- LIST OF TASKS -
#1 According to the seminar announcement, what three areas is the presenter currently working on as a Postdoctoral Fellow?
#2 From the seminar announcement, return the passage starting with "Short Bio: Dr." and going on through "simulation, and reduced-order-modeling.", copied word for word.
#3 In the seminar announcement, which university awarded the presenter's PhD, and in what year?

- PAGE TEXT -
Can energy-eddies of 100 meters size be understood from eddies of 1 centimeter size?

Departments: Mechanical Engineering and Materials Science
Time: Monday, February 25, 2019 - 2:30pm - 3:00pm
Type: Seminar Series
Presenter: Adrián Lozano-Durán; Center for Turbulence Research, Stanford University
Room/Office: Room 107
Location:
Mason Lab
9 Hillhouse Avenue
New Haven, CT 06511
United States
See map: Google Maps

Department of Mechanical Engineering & Materials Science Seminar

Dr. Adrián Lozano-Durán
Center for Turbulence Research
Stanford University

Can energy-eddies of 100 meters size be understood from eddies of 1 centimeter size?

The answer is yes. Turbulent flows in the presence of bounding surfaces, as those occurring in oceanic and atmospheric currents, around vehicles, or inside pipes, may be apprehended as a collection of whirls or eddies. These eddies follow a regeneration cycle, i.e, existing eddies are seeds for the origin of new ones and so forth. Understanding this process is critical for the modeling and control of geophysical and industrial flows where a non-negligible fraction of the energy is dissipated by turbulence in the immediate vicinity of walls. In the present work, we examine the causal interactions among energy-containing eddies in wall-bounded turbulence by measuring how the knowledge of past states of the eddies reduces the uncertainty of future states. Our approach unveils, in a simple manner, that causality of energy-eddies at a given scale is essentially universal and independent of the eddy-size. This observation is accompanied by striking implications for control and modeling of turbulent flows. We show, using neural networks as an example, that novel eddy prediction techniques can be devised for the computationally more affordable smaller eddies, while still being a faithful approach applicable to larger eddies which are intractable even with the current state-of-the-art supercomputers.

Short Bio: Dr. Adrian Lozano-Duran received his PhD from the Technical University of Madrid in 2015 at the Computational Fluid Mechanics Lab. headed by Prof. Jiménez. His main research has focused on Computational Fluid Mechanics and the fundamental physics of wall-bounded turbulence. Currently, he is a Postdoctoral Fellow at the Center for Turbulence Research at Stanford University working on the fundamentals of wall turbulence, large-eddy simulation, and reduced-order-modeling.

Monday, February 25, 2019
2:30 – 3:30 pm
Location – Mason 107
Host: Professor Udo Schwarz

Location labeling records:

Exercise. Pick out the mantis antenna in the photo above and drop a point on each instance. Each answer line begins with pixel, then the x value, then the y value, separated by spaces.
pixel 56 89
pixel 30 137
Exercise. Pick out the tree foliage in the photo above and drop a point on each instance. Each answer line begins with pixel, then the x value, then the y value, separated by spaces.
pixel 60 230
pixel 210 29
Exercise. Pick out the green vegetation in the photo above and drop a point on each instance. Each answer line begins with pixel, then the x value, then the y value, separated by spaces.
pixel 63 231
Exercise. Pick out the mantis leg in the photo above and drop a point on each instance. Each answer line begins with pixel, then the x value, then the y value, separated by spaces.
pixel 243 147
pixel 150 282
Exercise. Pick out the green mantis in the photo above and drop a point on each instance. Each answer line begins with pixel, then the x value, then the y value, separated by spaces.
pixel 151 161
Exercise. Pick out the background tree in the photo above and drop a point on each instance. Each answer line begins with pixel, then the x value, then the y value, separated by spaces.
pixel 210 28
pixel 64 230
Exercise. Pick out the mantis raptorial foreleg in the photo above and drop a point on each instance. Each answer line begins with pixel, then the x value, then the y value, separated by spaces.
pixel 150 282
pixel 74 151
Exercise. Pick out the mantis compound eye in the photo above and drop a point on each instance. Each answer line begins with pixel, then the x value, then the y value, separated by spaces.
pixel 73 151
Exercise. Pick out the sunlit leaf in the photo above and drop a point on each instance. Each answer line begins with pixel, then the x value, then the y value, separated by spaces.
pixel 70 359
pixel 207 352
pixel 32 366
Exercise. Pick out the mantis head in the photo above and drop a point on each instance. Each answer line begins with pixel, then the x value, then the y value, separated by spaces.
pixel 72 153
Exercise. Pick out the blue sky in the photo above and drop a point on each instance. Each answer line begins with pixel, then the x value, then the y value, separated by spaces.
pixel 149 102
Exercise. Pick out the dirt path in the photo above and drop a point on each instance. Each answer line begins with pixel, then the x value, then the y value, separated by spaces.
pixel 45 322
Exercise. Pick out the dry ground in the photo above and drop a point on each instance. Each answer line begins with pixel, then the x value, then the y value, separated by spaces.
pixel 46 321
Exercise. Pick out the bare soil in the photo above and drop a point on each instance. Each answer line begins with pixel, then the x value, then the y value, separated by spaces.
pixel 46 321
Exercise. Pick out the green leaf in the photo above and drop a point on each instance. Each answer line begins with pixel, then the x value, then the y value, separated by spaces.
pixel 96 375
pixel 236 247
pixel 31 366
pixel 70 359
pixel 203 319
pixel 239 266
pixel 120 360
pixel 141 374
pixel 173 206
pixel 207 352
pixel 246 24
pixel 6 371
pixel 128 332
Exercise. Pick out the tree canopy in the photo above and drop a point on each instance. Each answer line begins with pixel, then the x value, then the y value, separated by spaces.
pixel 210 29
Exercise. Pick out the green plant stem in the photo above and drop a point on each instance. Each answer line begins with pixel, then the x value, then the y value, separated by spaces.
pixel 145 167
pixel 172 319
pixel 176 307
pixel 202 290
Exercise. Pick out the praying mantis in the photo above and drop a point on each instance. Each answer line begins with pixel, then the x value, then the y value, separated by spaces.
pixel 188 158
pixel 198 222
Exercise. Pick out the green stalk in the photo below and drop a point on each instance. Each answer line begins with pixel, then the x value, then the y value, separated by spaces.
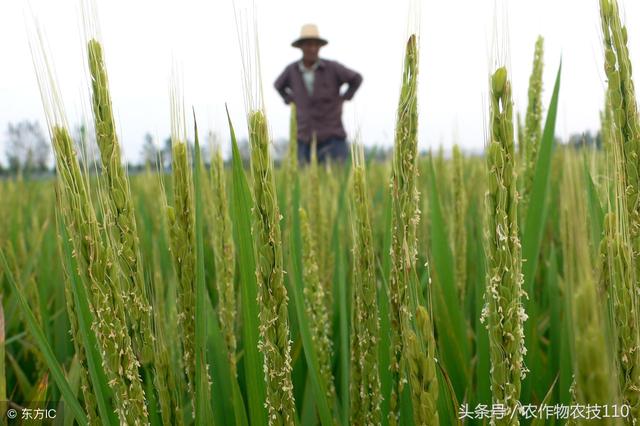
pixel 594 381
pixel 365 395
pixel 272 294
pixel 119 208
pixel 533 125
pixel 404 198
pixel 504 293
pixel 625 135
pixel 224 257
pixel 316 308
pixel 204 415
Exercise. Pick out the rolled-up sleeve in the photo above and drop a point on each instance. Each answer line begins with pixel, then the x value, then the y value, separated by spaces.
pixel 350 77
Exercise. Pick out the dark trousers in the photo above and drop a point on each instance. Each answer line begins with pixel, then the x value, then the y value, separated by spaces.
pixel 336 150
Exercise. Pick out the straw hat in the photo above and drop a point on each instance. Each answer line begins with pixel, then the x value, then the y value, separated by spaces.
pixel 309 32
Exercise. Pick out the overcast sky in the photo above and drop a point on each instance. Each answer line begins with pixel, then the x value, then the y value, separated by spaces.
pixel 142 38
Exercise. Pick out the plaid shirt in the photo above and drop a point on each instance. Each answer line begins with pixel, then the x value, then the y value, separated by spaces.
pixel 320 111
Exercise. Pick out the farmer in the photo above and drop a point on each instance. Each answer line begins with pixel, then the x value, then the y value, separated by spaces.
pixel 314 85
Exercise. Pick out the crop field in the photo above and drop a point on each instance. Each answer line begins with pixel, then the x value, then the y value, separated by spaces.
pixel 499 289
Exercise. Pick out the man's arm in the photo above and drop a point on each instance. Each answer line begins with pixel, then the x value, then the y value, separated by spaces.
pixel 349 76
pixel 282 86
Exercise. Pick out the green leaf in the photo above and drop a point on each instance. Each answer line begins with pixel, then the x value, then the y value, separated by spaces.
pixel 203 406
pixel 43 345
pixel 242 203
pixel 295 247
pixel 449 317
pixel 97 375
pixel 383 302
pixel 534 228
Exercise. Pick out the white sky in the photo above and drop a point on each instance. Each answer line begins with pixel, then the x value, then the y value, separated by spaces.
pixel 142 38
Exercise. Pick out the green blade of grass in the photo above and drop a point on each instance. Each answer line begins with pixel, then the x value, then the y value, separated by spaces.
pixel 43 345
pixel 3 375
pixel 534 228
pixel 203 405
pixel 97 375
pixel 317 380
pixel 448 316
pixel 383 303
pixel 241 212
pixel 340 294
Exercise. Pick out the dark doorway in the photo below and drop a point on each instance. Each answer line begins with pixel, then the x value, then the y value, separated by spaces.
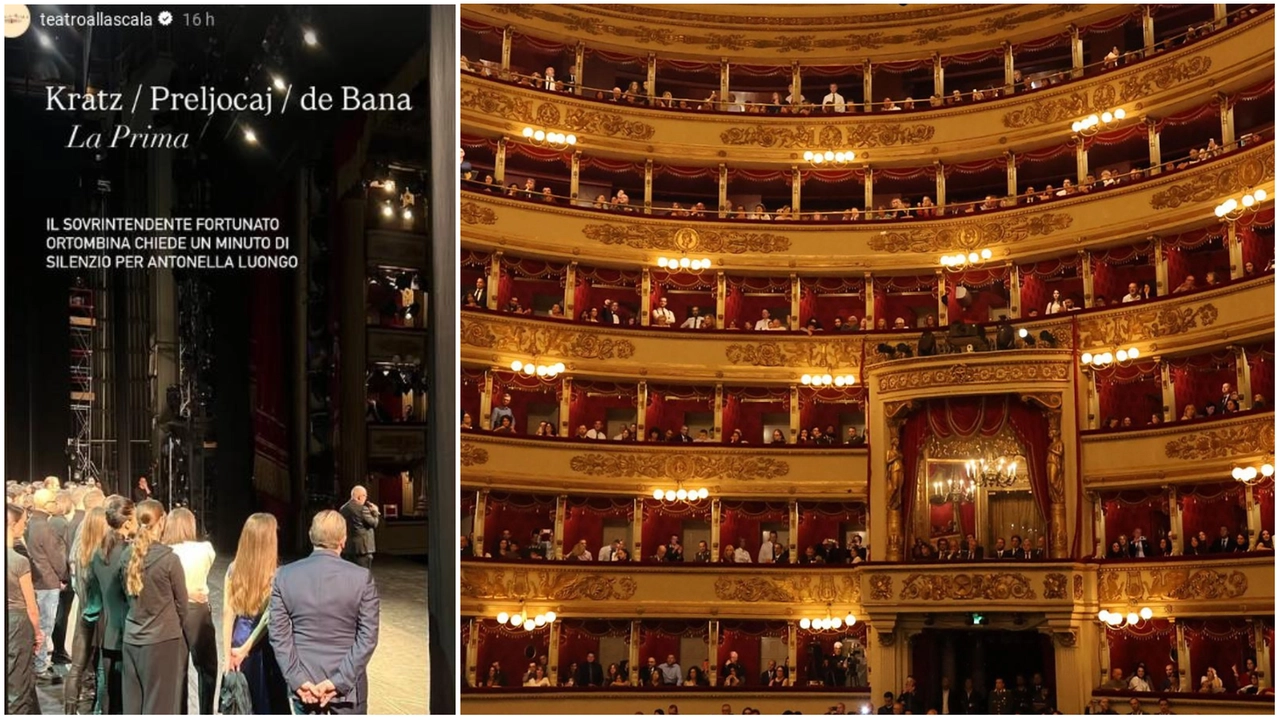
pixel 982 655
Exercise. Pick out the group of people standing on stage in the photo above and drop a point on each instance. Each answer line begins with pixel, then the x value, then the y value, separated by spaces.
pixel 144 638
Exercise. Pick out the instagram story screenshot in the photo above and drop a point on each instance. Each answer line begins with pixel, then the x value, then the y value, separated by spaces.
pixel 229 310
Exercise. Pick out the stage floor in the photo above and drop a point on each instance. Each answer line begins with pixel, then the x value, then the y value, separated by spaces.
pixel 397 674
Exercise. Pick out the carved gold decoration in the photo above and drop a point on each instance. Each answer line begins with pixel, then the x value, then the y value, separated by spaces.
pixel 475 214
pixel 970 374
pixel 543 340
pixel 1243 174
pixel 606 123
pixel 472 455
pixel 681 26
pixel 970 236
pixel 805 588
pixel 657 237
pixel 798 137
pixel 499 104
pixel 1150 323
pixel 544 584
pixel 795 354
pixel 1255 437
pixel 1066 638
pixel 682 466
pixel 967 586
pixel 1060 108
pixel 1055 586
pixel 882 587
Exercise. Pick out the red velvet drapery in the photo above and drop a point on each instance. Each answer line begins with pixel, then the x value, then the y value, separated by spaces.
pixel 668 406
pixel 662 519
pixel 521 514
pixel 1134 392
pixel 1125 510
pixel 585 516
pixel 741 520
pixel 1219 643
pixel 744 638
pixel 1210 506
pixel 511 647
pixel 1150 643
pixel 973 418
pixel 745 410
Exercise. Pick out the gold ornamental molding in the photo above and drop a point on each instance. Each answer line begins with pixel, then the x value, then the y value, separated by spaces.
pixel 1127 87
pixel 961 374
pixel 796 354
pixel 1144 323
pixel 476 214
pixel 800 137
pixel 1247 174
pixel 764 32
pixel 1171 583
pixel 543 586
pixel 1256 437
pixel 822 588
pixel 472 455
pixel 543 340
pixel 970 236
pixel 967 586
pixel 686 240
pixel 682 466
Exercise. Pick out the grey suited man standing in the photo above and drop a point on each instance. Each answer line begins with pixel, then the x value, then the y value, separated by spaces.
pixel 362 518
pixel 324 624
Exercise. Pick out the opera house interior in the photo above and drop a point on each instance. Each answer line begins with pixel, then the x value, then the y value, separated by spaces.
pixel 1010 443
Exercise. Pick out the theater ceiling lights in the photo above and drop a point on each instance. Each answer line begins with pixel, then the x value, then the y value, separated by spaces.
pixel 1232 209
pixel 1118 620
pixel 531 369
pixel 961 260
pixel 1095 123
pixel 549 139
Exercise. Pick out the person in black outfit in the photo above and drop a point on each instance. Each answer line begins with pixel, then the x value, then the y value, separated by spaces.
pixel 589 673
pixel 361 516
pixel 155 651
pixel 106 579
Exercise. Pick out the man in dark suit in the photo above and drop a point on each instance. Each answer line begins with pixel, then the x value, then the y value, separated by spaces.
pixel 590 674
pixel 324 624
pixel 361 518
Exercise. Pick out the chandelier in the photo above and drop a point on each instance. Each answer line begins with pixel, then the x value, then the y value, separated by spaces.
pixel 549 139
pixel 818 158
pixel 999 473
pixel 521 619
pixel 827 621
pixel 1120 358
pixel 531 369
pixel 952 491
pixel 1119 620
pixel 1232 209
pixel 827 379
pixel 1252 475
pixel 1095 123
pixel 961 260
pixel 681 495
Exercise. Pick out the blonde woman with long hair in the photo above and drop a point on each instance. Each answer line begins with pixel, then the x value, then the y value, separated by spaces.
pixel 247 595
pixel 155 648
pixel 197 556
pixel 82 678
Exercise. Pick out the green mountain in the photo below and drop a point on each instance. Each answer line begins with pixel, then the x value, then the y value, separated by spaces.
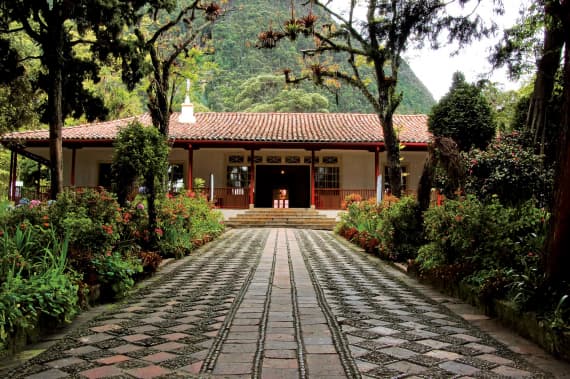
pixel 246 76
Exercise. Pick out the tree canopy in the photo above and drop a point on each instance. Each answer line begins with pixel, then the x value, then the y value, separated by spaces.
pixel 373 48
pixel 464 115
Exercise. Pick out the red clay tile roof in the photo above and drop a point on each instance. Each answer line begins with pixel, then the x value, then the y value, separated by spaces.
pixel 254 127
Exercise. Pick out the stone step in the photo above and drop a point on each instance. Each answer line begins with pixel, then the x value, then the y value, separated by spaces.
pixel 282 217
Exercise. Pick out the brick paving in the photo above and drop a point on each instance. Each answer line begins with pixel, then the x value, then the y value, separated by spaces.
pixel 278 303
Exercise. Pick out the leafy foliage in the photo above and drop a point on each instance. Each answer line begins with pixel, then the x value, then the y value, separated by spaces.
pixel 186 221
pixel 140 158
pixel 463 115
pixel 400 233
pixel 509 170
pixel 487 242
pixel 233 39
pixel 392 228
pixel 117 271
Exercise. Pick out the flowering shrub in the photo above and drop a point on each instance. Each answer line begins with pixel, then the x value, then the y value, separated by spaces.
pixel 88 219
pixel 400 233
pixel 185 221
pixel 391 229
pixel 487 244
pixel 117 272
pixel 509 170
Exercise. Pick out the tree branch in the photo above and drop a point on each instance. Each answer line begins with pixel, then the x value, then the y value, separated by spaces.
pixel 166 27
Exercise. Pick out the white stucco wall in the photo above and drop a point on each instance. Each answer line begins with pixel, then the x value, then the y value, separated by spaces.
pixel 356 167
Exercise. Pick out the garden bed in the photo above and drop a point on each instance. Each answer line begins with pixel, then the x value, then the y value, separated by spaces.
pixel 527 324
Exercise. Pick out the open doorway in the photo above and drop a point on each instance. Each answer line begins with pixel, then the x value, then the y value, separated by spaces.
pixel 296 180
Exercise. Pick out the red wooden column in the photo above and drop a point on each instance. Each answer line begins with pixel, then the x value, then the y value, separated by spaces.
pixel 376 167
pixel 313 205
pixel 251 178
pixel 73 158
pixel 189 174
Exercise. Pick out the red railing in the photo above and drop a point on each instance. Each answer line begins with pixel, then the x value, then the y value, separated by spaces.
pixel 238 198
pixel 332 198
pixel 230 197
pixel 30 193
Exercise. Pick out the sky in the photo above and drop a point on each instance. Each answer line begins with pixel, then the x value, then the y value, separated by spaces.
pixel 435 68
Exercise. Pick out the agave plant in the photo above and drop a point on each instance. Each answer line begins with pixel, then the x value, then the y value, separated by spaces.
pixel 213 11
pixel 293 27
pixel 268 39
pixel 308 22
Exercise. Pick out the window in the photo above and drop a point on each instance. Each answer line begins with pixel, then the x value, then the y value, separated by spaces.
pixel 235 159
pixel 175 177
pixel 292 159
pixel 330 160
pixel 386 178
pixel 237 176
pixel 327 177
pixel 105 178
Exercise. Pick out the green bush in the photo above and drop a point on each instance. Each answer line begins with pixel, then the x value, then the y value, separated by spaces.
pixel 88 219
pixel 509 170
pixel 400 230
pixel 492 245
pixel 185 221
pixel 50 291
pixel 117 272
pixel 393 228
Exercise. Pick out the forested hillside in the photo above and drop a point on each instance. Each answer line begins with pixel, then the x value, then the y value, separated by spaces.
pixel 250 79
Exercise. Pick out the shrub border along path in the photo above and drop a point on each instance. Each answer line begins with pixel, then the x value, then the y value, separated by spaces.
pixel 298 303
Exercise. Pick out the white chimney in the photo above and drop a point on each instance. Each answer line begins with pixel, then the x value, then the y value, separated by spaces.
pixel 187 112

- ANSWERS BY TASK -
#1
- The fundamentals of wall turbulence
- Large-eddy simulation
- Reduced-order-modeling

#2
Short Bio: Dr. Adrian Lozano-Duran received his PhD from the Technical University of Madrid in 2015 at the Computational Fluid Mechanics Lab. headed by Prof. Jiménez. His main research has focused on Computational Fluid Mechanics and the fundamental physics of wall-bounded turbulence. Currently, he is a Postdoctoral Fellow at the Center for Turbulence Research at Stanford University working on the fundamentals of wall turbulence, large-eddy simulation, and reduced-order-modeling.

#3 The Technical University of Madrid, in 2015.